TÂCHES À RÉALISER >>
- A) Dans le texte sur le télétravail et les demandes de l'ANDRH, quelle mesure l'association réclame-t-elle pour dynamiser l'intéressement et la participation ?
- B) Poursuivez le texte sur le télétravail et les demandes de l'ANDRH à partir de sa dernière phrase.

TEXTE SOURCE >>
▬▬▬▬▬▬▬▬▬▬

Il peut sembler étonnant de voir des DRH, qui ont souvent réclamé la décentralisation de la négociation collective au niveau de l'entreprise, s'adresser à l'Etat et au législateur pour modifier un code du travail jugé dépassé par les problématiques actuelles de télétravail. Leurs propositions font en tout cas vivement réagir David Verdier (VMA&Associés) et Mikaël Klein (LBBa), deux avocats de CSE et de salariés que nous avons interrogés. Voici leur contre-argumentation.
Lors d'une récente conférence de presse (lire notre article), l'association nationale des directeurs de ressources humaines (ANDHR) a dressé sur la foi d'une enquête un constat de la situation en matière de télétravail dans les entreprises, constat qui l'a conduit à formuler plusieurs demandes auprès de l'Etat, que ce soit en matière de code du travail, jugée inadapté à la nouvelle situation en matière de télétravail, ou de cotisations, puisque l'ANDRH, voyant ses membres confrontés à la grogne salariale dans les entreprises, demande la suppression du forfait social sur toutes les entreprises, une mesure qui permettrait selon elle de dynamiser l'intéressement et la participation. Pour confronter les points de vue, nous avons soumis ces constats et propositions au jugement de professionnels et avocats qui accompagnent les CSE et les salariés.

▬▬▬▬▬▬▬▬▬▬

LIGNES >>
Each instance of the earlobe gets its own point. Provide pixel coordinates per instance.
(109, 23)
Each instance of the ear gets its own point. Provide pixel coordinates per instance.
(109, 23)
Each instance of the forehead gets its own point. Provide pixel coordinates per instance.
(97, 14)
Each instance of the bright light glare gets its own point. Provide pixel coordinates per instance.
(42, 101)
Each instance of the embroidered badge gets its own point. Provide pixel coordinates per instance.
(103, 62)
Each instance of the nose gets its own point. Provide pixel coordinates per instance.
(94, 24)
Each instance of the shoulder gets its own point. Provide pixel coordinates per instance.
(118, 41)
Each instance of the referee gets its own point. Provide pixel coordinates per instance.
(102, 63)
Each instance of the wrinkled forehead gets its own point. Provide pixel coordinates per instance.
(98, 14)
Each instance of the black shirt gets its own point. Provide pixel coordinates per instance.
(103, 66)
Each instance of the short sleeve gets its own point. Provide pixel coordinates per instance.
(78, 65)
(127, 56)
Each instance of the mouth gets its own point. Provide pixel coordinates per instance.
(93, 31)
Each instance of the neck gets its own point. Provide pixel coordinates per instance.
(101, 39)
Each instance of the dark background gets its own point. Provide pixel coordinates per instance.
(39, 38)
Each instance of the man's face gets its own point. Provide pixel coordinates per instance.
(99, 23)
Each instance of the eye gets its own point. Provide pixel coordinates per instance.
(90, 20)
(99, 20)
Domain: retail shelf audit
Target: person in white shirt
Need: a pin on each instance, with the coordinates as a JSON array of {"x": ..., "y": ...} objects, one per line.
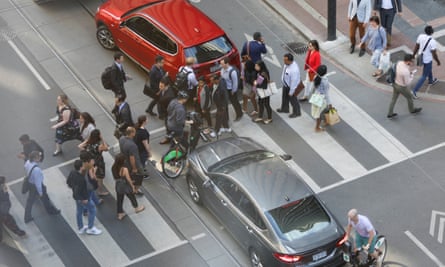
[{"x": 426, "y": 46}]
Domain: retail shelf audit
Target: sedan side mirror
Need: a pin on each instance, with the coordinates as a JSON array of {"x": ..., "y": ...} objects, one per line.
[
  {"x": 207, "y": 184},
  {"x": 286, "y": 157}
]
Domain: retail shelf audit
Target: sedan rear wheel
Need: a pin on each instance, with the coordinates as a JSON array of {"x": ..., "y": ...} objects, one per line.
[
  {"x": 193, "y": 191},
  {"x": 105, "y": 38},
  {"x": 255, "y": 259}
]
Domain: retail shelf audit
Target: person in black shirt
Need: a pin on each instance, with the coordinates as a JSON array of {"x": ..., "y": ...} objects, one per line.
[{"x": 29, "y": 145}]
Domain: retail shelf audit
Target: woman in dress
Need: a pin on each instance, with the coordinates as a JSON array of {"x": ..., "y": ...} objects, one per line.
[
  {"x": 313, "y": 60},
  {"x": 321, "y": 85},
  {"x": 96, "y": 145},
  {"x": 124, "y": 186},
  {"x": 87, "y": 124},
  {"x": 63, "y": 121},
  {"x": 262, "y": 82},
  {"x": 142, "y": 140}
]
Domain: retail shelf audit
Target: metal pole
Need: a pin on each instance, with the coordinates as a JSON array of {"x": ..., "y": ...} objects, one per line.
[{"x": 332, "y": 20}]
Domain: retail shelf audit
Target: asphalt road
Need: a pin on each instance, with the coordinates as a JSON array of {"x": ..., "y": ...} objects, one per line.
[{"x": 390, "y": 170}]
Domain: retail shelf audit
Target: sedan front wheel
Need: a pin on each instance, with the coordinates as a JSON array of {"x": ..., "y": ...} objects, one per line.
[{"x": 105, "y": 38}]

▬▬▬▬▬▬▬▬▬▬

RÉSULTATS >>
- A) La suppression du forfait social sur toutes les entreprises.

- B)
Le constat : des salariés réticents à retrouver leur bureau "Il y a des refus de revenir au bureau, pointe Laurence Breton Kueny, vice-présidente de l’ANDRH et DRH du groupe Afnor. Certains salariés souhaitent plus de jours de télétravail que ne prévoit l’accord et inventent n’importe quel motif pour rester chez eux". |
Il ne paraît guère contestable que les entreprises, les managers et les salariés ont été bousculés par la crise sanitaire qui a fait basculer des organisations, qui y étaient souvent jusqu'alors assez rétives, dans une forme massive de télétravail qui questionne également les organisations syndicales et les élus du personnel. La question d'un nouvel équilibre entre télétravail et présentiel se pose donc et tous les acteurs doivent en imaginer les conditions souhaitables.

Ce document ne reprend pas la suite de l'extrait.